:: MATERIALS PROVIDED

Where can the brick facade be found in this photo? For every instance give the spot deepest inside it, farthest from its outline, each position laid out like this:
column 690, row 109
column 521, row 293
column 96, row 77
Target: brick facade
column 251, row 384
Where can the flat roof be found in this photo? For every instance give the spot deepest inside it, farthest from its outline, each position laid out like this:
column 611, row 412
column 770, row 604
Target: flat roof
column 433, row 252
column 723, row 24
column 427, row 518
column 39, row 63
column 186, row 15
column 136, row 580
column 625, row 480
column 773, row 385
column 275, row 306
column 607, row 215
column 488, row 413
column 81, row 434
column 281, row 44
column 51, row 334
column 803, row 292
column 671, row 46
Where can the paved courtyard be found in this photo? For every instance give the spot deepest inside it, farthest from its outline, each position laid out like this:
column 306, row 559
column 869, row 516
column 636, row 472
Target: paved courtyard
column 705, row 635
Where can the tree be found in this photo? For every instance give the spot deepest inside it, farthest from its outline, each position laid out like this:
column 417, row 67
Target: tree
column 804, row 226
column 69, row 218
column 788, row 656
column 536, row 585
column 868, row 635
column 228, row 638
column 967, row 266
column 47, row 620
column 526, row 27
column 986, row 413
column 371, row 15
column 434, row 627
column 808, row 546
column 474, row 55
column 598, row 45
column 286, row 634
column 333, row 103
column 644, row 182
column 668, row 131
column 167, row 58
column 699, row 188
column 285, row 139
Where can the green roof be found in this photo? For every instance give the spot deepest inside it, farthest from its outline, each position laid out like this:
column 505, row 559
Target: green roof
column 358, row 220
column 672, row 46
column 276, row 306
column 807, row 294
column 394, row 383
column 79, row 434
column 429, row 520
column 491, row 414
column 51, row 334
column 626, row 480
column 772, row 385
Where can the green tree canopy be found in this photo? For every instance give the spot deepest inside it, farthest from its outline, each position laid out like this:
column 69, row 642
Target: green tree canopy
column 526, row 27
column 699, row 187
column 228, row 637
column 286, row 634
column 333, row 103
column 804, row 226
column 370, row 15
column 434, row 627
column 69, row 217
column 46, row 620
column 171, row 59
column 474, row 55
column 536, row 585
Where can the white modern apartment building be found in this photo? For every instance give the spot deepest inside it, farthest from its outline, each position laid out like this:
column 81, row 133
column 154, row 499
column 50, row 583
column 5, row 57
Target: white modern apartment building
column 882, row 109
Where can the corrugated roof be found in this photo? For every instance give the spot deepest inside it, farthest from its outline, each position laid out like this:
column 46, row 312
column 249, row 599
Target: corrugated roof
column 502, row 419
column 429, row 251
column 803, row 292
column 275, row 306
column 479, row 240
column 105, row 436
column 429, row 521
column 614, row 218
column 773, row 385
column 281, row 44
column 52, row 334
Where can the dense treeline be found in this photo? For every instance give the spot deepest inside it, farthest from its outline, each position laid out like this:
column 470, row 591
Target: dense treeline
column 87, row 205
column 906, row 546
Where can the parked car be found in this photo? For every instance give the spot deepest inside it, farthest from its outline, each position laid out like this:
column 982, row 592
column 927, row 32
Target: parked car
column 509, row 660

::::

• [YOUR OBJECTIVE]: Could you return every record above exactly as written?

• [EXERCISE ANSWER]:
Where can the brick facade be found in this photo? For every instance give the spot deepest inside it, farthest from its outline, each position laid out like this:
column 690, row 109
column 521, row 293
column 96, row 77
Target: brick facade
column 251, row 384
Where can the flat roof be found in this photo? For every instance give the spot deepest inside it, farthest from its outline, each position laid out like this:
column 611, row 412
column 770, row 604
Target: flat roof
column 433, row 252
column 723, row 24
column 427, row 518
column 39, row 63
column 186, row 15
column 136, row 580
column 625, row 480
column 773, row 385
column 275, row 306
column 607, row 215
column 488, row 413
column 81, row 434
column 281, row 44
column 51, row 334
column 803, row 292
column 671, row 46
Where can the paved courtyard be found in this photo? For every instance give the spot deepest inside it, farthest from its outline, each position laid out like this:
column 306, row 559
column 869, row 516
column 636, row 472
Target: paved courtyard
column 705, row 635
Where can the tree be found in this photo? For every instance give the spot deepest inside it, farthest from its outline, each position laid out like this:
column 417, row 67
Target: tree
column 804, row 226
column 69, row 218
column 788, row 656
column 536, row 585
column 868, row 635
column 228, row 638
column 967, row 266
column 47, row 620
column 526, row 27
column 986, row 413
column 371, row 15
column 434, row 627
column 808, row 546
column 474, row 55
column 598, row 45
column 286, row 634
column 333, row 103
column 644, row 182
column 668, row 131
column 167, row 58
column 699, row 188
column 285, row 139
Where can the green roof be found in this photo? For every instance give the spot deepest inside it, farthest from its outline, each position laid out like this:
column 505, row 559
Target: green roof
column 358, row 220
column 672, row 46
column 276, row 306
column 807, row 294
column 394, row 383
column 79, row 434
column 429, row 520
column 491, row 414
column 51, row 334
column 626, row 480
column 772, row 385
Where can the green tree canopy be found in this photo? For every instance give the spot deepest inside it, farthest from its outline, each position laid out like this:
column 69, row 642
Target: green tree canopy
column 526, row 27
column 699, row 187
column 228, row 637
column 286, row 634
column 333, row 103
column 804, row 226
column 370, row 15
column 434, row 627
column 69, row 217
column 46, row 620
column 171, row 59
column 474, row 55
column 536, row 585
Where can the white modern apartment building be found in this photo? For every instance give the spot deepest inside it, farthest from its outline, each position laid out like this:
column 81, row 133
column 154, row 499
column 50, row 583
column 5, row 57
Target: white modern apartment building
column 882, row 109
Where can the corrugated roof be found in this photo? For every instance give the spot deepest inside it, farthest from its outline, each position laid out like this:
column 46, row 312
column 249, row 599
Target: corrugated roof
column 502, row 419
column 429, row 251
column 803, row 292
column 275, row 306
column 479, row 240
column 105, row 436
column 429, row 521
column 614, row 218
column 773, row 385
column 281, row 44
column 52, row 334
Where can the dense treeline be found in this photo? For every instance give the spot deepest inside it, farthest from its outline, each position laid out like this:
column 470, row 591
Target: dense treeline
column 87, row 205
column 906, row 546
Where can the parked car be found in this photo? For every instance give the spot deepest inside it, farthest from its outline, each position laid out like this:
column 982, row 592
column 927, row 32
Target: parked car
column 509, row 660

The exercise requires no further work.